Zu lösende Aufgaben:
• 1. Für welche Geräte ist die Gehängeleiste im Text über hybride Bauweise bestimmt?
• 2. Schreiben Sie aus dem Text über hybride Bauweise den Abschnitt ab, der bei „Durch hybride Bauweise“ beginnt und bei „gezielt optimierten Eigenschaften.“ endet.
• 3. Stimmen die folgenden Aussagen mit dem Text über hybride Bauweise überein? Antworten Sie jeweils mit Ja oder Nein, und zitieren Sie die entscheidenden Worte des Textes.
(a) Die Gehängeleiste besteht aus einem einzigen Kunststoff.
(b) Zu den Stärken hybrid konzipierter Bauteile gehören gezielt optimierte Eigenschaften.
(c) Die Gehängeleiste ist für Teigling-Gärschränke bestimmt.

Ausgewählter Text:
==============================
Durch hybride Bauweise lassen sich bei Bauteilen trotz geringem Gewicht hohe Belast­barkeiten erreichen. Dies zeigt das Beispiel einer Gehängeleiste für Teigling-Gärschränke. Die anspruchsvollen Teile, bei deren Entwicklung der Kunststoffspezialist Faigle mass­geblich mitwirkte, bestehen aus verschiedenen Kunststoffen. Bei ihrer Herstellung werden sowohl das Spritzgiessen mit Metall-Inserts als auch das Extrusions- und das Pultrusions­verfahren eingesetzt.

(re) Die Forderungen nach kompakterer Bauweise, geringerem Gewicht und gezieltem Materialeinsatz führt in der Technik immer häufiger dazu, dass die Entwickler das Potenzial hybrid konzipierter Bauteile nutzen. Zu deren Stärken gehören die in jedem Bauteilbereich durch entsprechende Materialwahl gezielt optimierten Eigenschaften.
==============================
Verfügbare Daten:

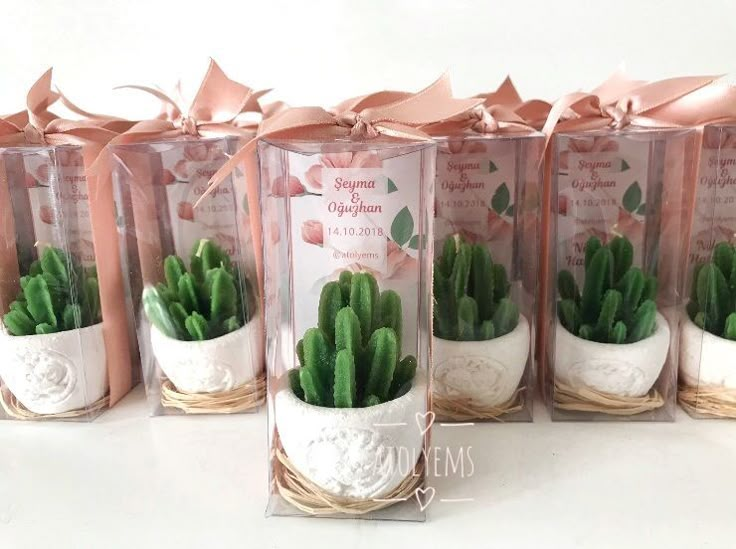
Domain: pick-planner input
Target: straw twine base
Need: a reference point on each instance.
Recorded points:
==============================
Lösungen je Aufgabe:
• 1. Für Teigling-Gärschränke.

• 2.
Durch hybride Bauweise lassen sich bei Bauteilen trotz geringem Gewicht hohe Belast­barkeiten erreichen. Dies zeigt das Beispiel einer Gehängeleiste für Teigling-Gärschränke. Die anspruchsvollen Teile, bei deren Entwicklung der Kunststoffspezialist Faigle mass­geblich mitwirkte, bestehen aus verschiedenen Kunststoffen. Bei ihrer Herstellung werden sowohl das Spritzgiessen mit Metall-Inserts als auch das Extrusions- und das Pultrusions­verfahren eingesetzt.

(re) Die Forderungen nach kompakterer Bauweise, geringerem Gewicht und gezieltem Materialeinsatz führt in der Technik immer häufiger dazu, dass die Entwickler das Potenzial hybrid konzipierter Bauteile nutzen. Zu deren Stärken gehören die in jedem Bauteilbereich durch entsprechende Materialwahl gezielt optimierten Eigenschaften.

• 3.
(a) Nein: „bestehen aus verschiedenen Kunststoffen“
(b) Ja: „Zu deren Stärken gehören die in jedem Bauteilbereich durch entsprechende Materialwahl gezielt optimierten Eigenschaften.“
(c) Ja: „Gehängeleiste für Teigling-Gärschränke“